Starting with the first of the entries and going on through the line with "x=141, y=78", rewrite these lines with "shirt collar" changed to "jacket collar" and nothing else altered. Omit the pictures from your answer.

** Start of DATA RECORDS **

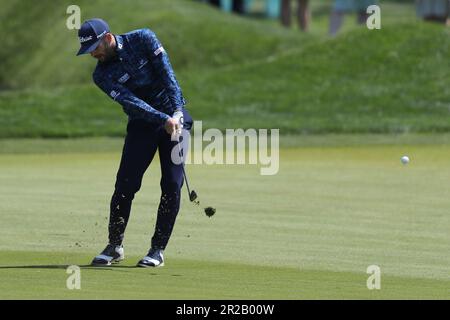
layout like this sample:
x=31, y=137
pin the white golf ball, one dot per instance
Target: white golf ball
x=405, y=159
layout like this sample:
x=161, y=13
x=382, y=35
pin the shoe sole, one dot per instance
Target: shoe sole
x=115, y=261
x=148, y=266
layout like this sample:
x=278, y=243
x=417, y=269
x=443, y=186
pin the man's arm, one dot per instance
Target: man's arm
x=163, y=68
x=129, y=101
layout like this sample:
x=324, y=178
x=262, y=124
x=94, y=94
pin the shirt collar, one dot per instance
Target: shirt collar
x=119, y=44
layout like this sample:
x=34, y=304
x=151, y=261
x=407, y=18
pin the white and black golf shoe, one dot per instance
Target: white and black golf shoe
x=109, y=255
x=154, y=258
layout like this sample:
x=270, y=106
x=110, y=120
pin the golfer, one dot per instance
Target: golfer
x=134, y=70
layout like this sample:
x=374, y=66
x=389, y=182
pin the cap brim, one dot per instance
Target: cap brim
x=89, y=48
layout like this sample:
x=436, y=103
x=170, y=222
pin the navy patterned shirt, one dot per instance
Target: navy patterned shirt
x=141, y=78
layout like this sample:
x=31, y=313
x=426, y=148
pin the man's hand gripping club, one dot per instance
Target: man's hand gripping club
x=174, y=125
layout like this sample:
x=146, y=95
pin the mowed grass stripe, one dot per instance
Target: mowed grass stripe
x=42, y=275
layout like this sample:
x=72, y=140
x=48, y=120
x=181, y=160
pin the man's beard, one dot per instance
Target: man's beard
x=110, y=53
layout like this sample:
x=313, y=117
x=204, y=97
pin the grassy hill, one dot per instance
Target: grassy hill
x=235, y=72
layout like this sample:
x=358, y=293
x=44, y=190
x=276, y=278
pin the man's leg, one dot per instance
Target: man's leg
x=138, y=152
x=171, y=183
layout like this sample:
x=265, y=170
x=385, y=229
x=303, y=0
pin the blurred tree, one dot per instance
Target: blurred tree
x=303, y=14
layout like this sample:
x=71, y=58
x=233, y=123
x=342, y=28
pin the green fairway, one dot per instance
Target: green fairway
x=308, y=232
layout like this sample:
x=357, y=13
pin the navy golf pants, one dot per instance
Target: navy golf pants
x=141, y=142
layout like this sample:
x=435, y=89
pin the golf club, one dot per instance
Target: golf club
x=209, y=211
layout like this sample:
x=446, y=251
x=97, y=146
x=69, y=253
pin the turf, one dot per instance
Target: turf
x=235, y=72
x=310, y=231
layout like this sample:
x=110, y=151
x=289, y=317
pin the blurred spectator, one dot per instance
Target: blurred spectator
x=433, y=10
x=341, y=7
x=237, y=6
x=303, y=15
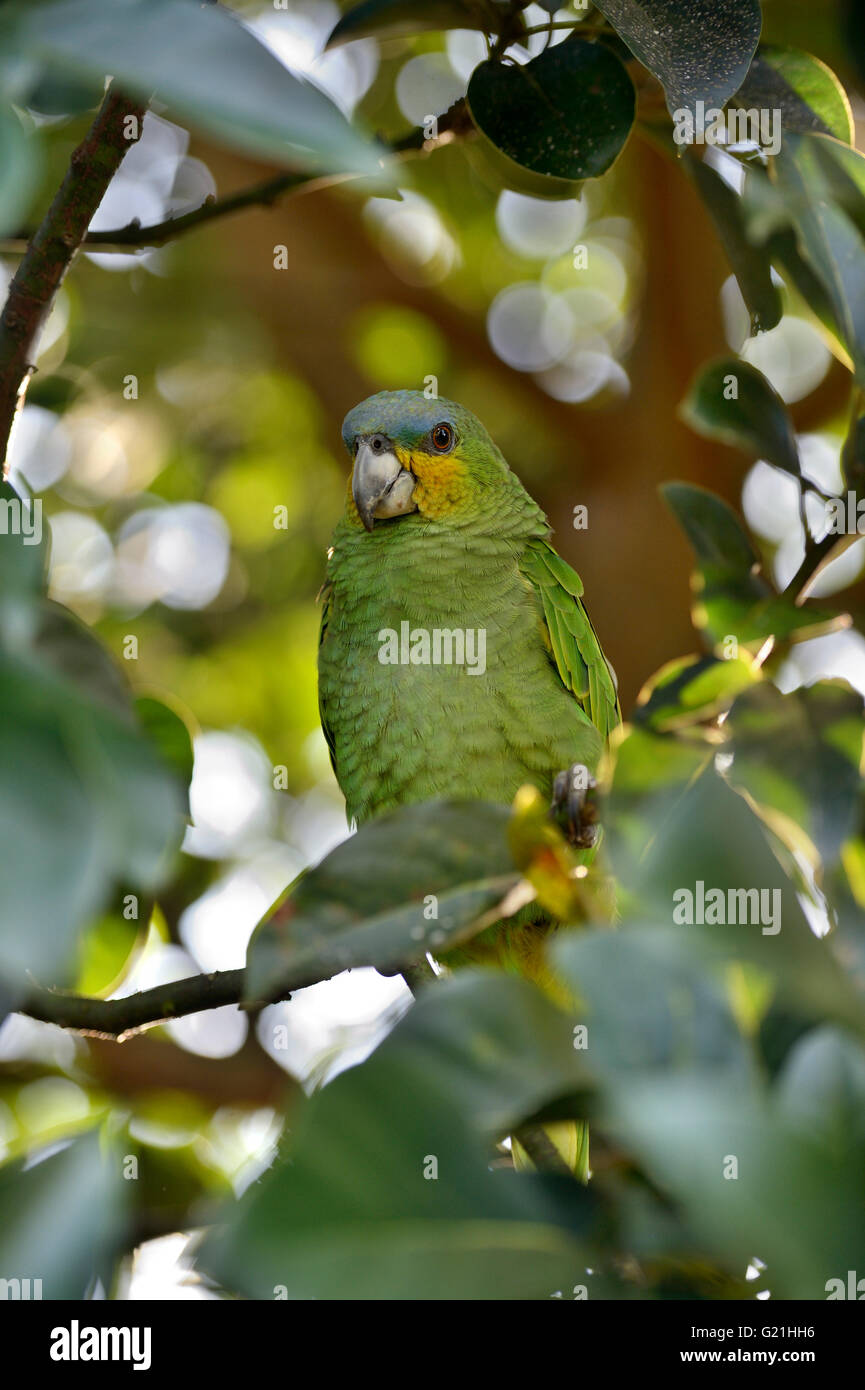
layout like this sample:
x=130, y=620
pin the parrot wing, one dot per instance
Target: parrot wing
x=572, y=640
x=326, y=594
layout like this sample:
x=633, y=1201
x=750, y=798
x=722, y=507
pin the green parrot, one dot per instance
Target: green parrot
x=456, y=659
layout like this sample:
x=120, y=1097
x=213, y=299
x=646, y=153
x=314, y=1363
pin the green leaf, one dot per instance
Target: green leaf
x=563, y=116
x=732, y=601
x=60, y=1219
x=798, y=755
x=698, y=50
x=669, y=844
x=77, y=773
x=70, y=648
x=401, y=18
x=748, y=259
x=789, y=1197
x=828, y=236
x=413, y=881
x=733, y=402
x=822, y=1087
x=22, y=548
x=645, y=1008
x=205, y=64
x=167, y=730
x=20, y=168
x=853, y=456
x=803, y=88
x=388, y=1190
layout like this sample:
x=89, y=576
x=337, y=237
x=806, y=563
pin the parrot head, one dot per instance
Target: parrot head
x=412, y=455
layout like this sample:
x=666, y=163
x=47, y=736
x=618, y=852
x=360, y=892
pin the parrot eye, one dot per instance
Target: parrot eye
x=442, y=437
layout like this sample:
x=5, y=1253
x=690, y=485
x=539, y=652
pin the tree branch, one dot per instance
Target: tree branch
x=120, y=1019
x=452, y=125
x=52, y=248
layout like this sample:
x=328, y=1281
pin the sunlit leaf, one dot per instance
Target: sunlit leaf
x=388, y=1191
x=803, y=88
x=210, y=68
x=733, y=402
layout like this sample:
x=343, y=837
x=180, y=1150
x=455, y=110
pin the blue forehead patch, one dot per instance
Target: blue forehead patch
x=403, y=416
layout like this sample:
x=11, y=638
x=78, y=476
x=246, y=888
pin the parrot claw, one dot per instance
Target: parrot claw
x=575, y=805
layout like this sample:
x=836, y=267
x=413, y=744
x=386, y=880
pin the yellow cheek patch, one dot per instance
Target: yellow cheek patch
x=442, y=481
x=351, y=510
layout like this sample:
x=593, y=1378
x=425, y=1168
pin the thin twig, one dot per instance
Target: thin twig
x=454, y=124
x=53, y=245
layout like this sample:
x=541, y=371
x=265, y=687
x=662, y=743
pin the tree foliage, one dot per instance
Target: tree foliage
x=719, y=1062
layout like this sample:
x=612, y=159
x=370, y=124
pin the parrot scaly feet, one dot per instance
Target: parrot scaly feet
x=575, y=805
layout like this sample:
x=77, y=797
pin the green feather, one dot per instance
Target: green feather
x=572, y=638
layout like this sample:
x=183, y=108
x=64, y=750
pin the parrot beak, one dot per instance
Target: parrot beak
x=380, y=484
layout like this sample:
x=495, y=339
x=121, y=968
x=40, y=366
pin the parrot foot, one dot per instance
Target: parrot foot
x=575, y=805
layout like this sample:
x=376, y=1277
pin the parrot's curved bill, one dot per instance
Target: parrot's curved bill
x=380, y=484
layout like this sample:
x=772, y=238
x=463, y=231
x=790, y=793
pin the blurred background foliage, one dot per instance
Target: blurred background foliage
x=182, y=431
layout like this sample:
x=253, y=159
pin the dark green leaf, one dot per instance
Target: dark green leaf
x=705, y=840
x=563, y=116
x=822, y=1087
x=205, y=64
x=698, y=50
x=733, y=605
x=167, y=730
x=77, y=776
x=733, y=402
x=397, y=18
x=829, y=239
x=748, y=1180
x=20, y=167
x=645, y=1008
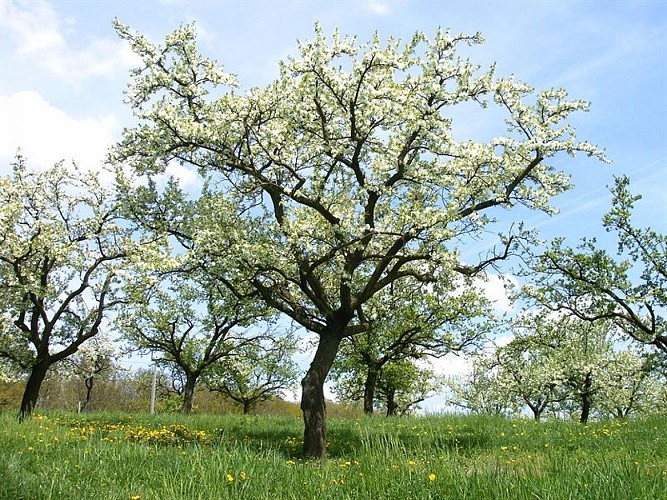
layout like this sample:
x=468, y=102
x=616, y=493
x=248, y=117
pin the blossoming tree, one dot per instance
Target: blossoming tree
x=589, y=282
x=61, y=249
x=345, y=173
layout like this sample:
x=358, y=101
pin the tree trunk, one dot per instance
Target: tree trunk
x=312, y=397
x=32, y=387
x=391, y=402
x=189, y=392
x=586, y=399
x=369, y=390
x=89, y=381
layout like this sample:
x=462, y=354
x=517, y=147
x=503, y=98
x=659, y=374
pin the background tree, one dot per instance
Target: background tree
x=256, y=372
x=61, y=249
x=408, y=324
x=478, y=391
x=344, y=172
x=187, y=321
x=633, y=386
x=94, y=360
x=630, y=289
x=404, y=384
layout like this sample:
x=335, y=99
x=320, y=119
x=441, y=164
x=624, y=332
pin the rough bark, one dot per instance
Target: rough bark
x=369, y=390
x=392, y=407
x=189, y=392
x=32, y=387
x=313, y=404
x=88, y=382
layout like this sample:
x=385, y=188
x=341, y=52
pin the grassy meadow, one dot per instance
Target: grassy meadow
x=140, y=457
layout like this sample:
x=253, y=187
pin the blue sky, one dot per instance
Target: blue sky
x=63, y=72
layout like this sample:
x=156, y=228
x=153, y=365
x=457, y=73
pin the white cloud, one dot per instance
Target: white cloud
x=494, y=288
x=46, y=134
x=37, y=33
x=378, y=7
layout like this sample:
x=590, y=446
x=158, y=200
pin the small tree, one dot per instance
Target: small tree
x=343, y=177
x=256, y=372
x=94, y=359
x=191, y=324
x=478, y=391
x=403, y=384
x=594, y=285
x=61, y=249
x=408, y=325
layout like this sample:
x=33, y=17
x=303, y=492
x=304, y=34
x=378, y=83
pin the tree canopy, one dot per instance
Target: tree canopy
x=346, y=169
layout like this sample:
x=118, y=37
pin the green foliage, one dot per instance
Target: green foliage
x=562, y=366
x=342, y=177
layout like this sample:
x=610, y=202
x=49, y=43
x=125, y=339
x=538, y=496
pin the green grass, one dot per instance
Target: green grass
x=133, y=456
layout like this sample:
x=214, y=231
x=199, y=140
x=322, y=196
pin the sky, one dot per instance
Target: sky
x=63, y=71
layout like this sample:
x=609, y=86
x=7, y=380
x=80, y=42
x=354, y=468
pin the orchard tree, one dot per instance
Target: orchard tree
x=344, y=176
x=408, y=324
x=633, y=386
x=478, y=391
x=187, y=321
x=93, y=360
x=403, y=384
x=256, y=373
x=589, y=282
x=528, y=372
x=61, y=248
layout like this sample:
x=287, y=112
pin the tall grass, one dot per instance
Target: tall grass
x=134, y=456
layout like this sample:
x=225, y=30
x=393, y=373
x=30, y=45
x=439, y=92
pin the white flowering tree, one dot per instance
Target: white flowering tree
x=61, y=248
x=257, y=372
x=589, y=282
x=633, y=386
x=346, y=174
x=187, y=322
x=95, y=358
x=479, y=391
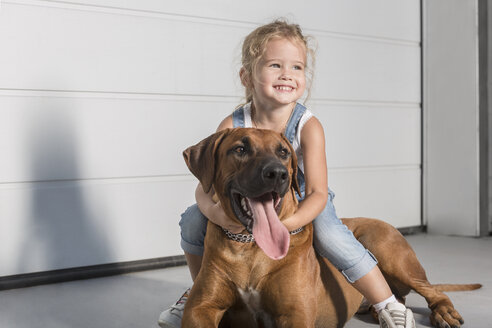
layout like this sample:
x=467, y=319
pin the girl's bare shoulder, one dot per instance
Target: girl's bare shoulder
x=226, y=123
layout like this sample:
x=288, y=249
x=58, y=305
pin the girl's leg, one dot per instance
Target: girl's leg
x=334, y=241
x=194, y=264
x=193, y=228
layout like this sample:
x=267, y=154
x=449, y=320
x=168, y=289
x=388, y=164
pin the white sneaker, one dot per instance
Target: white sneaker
x=171, y=318
x=396, y=315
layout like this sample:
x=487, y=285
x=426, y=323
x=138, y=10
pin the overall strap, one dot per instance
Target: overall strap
x=290, y=134
x=238, y=118
x=291, y=129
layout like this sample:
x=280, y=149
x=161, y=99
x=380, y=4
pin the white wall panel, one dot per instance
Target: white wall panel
x=55, y=225
x=49, y=137
x=356, y=17
x=367, y=136
x=197, y=58
x=99, y=98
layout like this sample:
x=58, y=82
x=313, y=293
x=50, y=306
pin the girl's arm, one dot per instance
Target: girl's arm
x=315, y=174
x=212, y=210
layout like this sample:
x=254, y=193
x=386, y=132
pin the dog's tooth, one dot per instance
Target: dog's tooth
x=243, y=204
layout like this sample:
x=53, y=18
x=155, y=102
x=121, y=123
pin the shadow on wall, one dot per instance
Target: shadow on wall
x=63, y=229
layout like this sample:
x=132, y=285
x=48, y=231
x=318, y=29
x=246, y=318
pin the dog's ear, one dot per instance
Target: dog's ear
x=200, y=158
x=293, y=162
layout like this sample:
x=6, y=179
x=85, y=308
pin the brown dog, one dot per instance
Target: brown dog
x=278, y=280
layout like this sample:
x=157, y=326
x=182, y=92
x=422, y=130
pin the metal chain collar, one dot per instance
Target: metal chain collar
x=248, y=238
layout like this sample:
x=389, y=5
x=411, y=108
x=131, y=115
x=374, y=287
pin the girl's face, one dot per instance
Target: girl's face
x=280, y=78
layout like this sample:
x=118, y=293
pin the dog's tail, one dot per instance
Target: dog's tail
x=456, y=287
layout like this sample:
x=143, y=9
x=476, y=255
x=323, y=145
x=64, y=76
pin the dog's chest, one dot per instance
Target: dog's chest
x=251, y=298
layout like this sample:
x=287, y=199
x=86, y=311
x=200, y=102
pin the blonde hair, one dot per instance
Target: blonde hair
x=254, y=47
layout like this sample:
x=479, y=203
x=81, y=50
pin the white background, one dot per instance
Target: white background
x=98, y=100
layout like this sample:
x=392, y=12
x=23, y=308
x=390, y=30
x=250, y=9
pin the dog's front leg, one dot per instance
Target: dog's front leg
x=208, y=300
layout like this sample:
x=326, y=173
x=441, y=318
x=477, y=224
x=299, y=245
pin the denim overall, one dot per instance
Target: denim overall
x=332, y=239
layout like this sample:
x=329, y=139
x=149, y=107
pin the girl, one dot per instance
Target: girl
x=274, y=59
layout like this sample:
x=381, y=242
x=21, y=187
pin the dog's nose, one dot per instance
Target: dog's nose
x=275, y=173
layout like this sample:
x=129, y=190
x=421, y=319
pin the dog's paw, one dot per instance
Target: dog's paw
x=446, y=316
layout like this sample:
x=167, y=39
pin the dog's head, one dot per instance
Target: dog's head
x=253, y=173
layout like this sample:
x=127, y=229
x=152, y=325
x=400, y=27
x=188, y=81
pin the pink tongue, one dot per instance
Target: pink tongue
x=270, y=234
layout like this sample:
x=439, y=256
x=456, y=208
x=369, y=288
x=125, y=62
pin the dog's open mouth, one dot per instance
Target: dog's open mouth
x=260, y=217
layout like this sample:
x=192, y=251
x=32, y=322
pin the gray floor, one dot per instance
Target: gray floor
x=135, y=300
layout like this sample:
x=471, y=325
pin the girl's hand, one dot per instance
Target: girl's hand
x=218, y=216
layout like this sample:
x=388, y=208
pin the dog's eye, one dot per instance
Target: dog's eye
x=283, y=152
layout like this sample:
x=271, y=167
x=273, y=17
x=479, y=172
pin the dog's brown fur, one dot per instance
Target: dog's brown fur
x=239, y=286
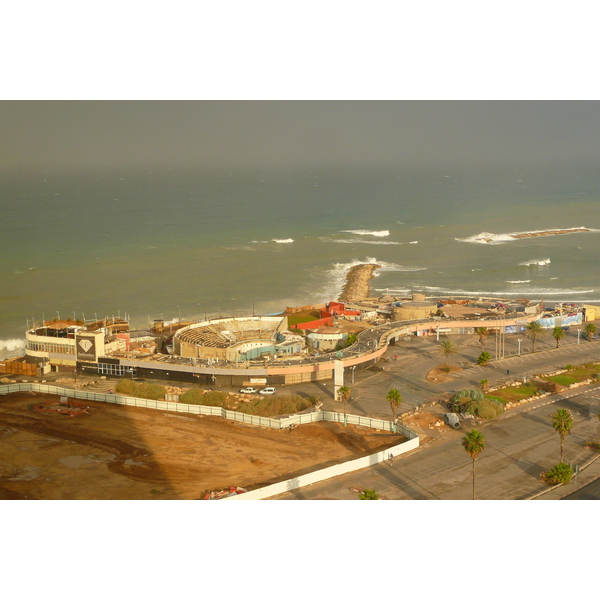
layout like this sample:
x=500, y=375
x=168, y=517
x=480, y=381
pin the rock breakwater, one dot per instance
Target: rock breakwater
x=357, y=282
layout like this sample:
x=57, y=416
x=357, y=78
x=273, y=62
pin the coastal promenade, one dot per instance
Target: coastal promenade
x=370, y=346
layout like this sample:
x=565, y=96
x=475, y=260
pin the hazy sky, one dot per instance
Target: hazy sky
x=261, y=134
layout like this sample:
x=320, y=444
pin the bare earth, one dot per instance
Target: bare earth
x=119, y=452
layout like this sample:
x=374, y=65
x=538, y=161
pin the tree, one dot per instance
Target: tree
x=590, y=330
x=448, y=348
x=562, y=421
x=534, y=331
x=558, y=334
x=484, y=358
x=483, y=332
x=344, y=396
x=474, y=445
x=394, y=397
x=369, y=495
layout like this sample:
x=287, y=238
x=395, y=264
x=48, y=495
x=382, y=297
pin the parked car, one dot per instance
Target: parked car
x=267, y=391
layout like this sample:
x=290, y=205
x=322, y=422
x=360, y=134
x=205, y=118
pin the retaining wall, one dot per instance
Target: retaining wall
x=317, y=476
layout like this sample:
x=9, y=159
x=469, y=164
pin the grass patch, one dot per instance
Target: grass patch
x=560, y=473
x=575, y=375
x=196, y=396
x=151, y=391
x=277, y=405
x=264, y=406
x=303, y=317
x=513, y=394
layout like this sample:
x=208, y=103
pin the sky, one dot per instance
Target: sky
x=72, y=135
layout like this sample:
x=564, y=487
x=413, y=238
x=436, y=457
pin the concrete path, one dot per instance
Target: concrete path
x=520, y=445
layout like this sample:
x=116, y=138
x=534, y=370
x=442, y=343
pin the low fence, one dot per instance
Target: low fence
x=281, y=423
x=217, y=411
x=323, y=474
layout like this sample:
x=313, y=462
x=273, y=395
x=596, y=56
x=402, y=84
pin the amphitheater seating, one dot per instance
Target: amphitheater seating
x=223, y=335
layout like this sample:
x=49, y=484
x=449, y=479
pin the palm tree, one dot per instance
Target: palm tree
x=474, y=445
x=344, y=396
x=448, y=348
x=558, y=334
x=369, y=495
x=483, y=332
x=351, y=339
x=394, y=397
x=590, y=330
x=562, y=421
x=534, y=331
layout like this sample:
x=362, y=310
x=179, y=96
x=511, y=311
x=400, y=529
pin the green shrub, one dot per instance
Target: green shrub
x=369, y=495
x=151, y=391
x=486, y=408
x=277, y=405
x=560, y=473
x=196, y=396
x=484, y=358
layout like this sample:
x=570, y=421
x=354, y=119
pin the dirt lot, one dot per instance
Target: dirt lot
x=119, y=452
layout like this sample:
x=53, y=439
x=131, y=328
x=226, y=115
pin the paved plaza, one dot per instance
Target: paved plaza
x=520, y=444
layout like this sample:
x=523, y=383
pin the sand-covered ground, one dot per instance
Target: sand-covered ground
x=118, y=452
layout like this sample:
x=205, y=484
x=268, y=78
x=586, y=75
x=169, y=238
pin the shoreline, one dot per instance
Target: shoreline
x=357, y=286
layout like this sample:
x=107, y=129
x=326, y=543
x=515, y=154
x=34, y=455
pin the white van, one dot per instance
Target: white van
x=267, y=391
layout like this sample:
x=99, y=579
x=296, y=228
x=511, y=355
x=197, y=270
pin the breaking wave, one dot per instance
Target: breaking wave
x=336, y=276
x=382, y=233
x=525, y=291
x=276, y=240
x=486, y=237
x=358, y=241
x=539, y=262
x=12, y=345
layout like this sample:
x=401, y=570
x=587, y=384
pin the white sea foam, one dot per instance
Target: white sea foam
x=12, y=345
x=276, y=240
x=525, y=291
x=382, y=233
x=538, y=262
x=337, y=275
x=486, y=237
x=359, y=241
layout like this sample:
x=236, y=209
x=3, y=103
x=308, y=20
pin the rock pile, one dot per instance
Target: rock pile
x=357, y=282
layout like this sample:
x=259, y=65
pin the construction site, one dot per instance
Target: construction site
x=57, y=450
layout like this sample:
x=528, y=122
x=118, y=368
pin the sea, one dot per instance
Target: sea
x=162, y=243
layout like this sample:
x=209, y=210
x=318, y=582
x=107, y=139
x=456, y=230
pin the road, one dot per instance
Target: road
x=521, y=444
x=416, y=357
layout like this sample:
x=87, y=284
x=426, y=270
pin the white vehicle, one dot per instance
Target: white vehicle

** End of DATA RECORDS **

» FULL OUTPUT:
layout like this sample:
x=31, y=137
pin the white golf ball, one dot per instance
Target: white golf ball
x=405, y=159
layout like this sample:
x=161, y=13
x=382, y=35
pin the shoe sole, one dot per instance
Target: shoe sole
x=115, y=261
x=148, y=266
layout like this sample:
x=278, y=243
x=417, y=269
x=443, y=186
pin the man's arm, one dot per instance
Target: man's arm
x=163, y=68
x=129, y=101
layout like this sample:
x=324, y=178
x=262, y=124
x=94, y=94
pin the jacket collar, one dot per instance
Target: jacket collar
x=119, y=44
layout like this sample:
x=34, y=304
x=151, y=261
x=407, y=18
pin the white and black golf shoe, one dot per instance
Target: white and black golf shoe
x=109, y=255
x=154, y=258
layout like this sample:
x=270, y=106
x=110, y=120
pin the golfer, one dot per instance
Target: golfer
x=134, y=70
layout like this sample:
x=374, y=66
x=389, y=182
pin the cap brim, one dot per instance
Target: cap brim
x=89, y=48
layout like this sample:
x=436, y=103
x=170, y=222
pin the navy patterned shirt, one dot per instance
Target: navy patterned shirt
x=141, y=78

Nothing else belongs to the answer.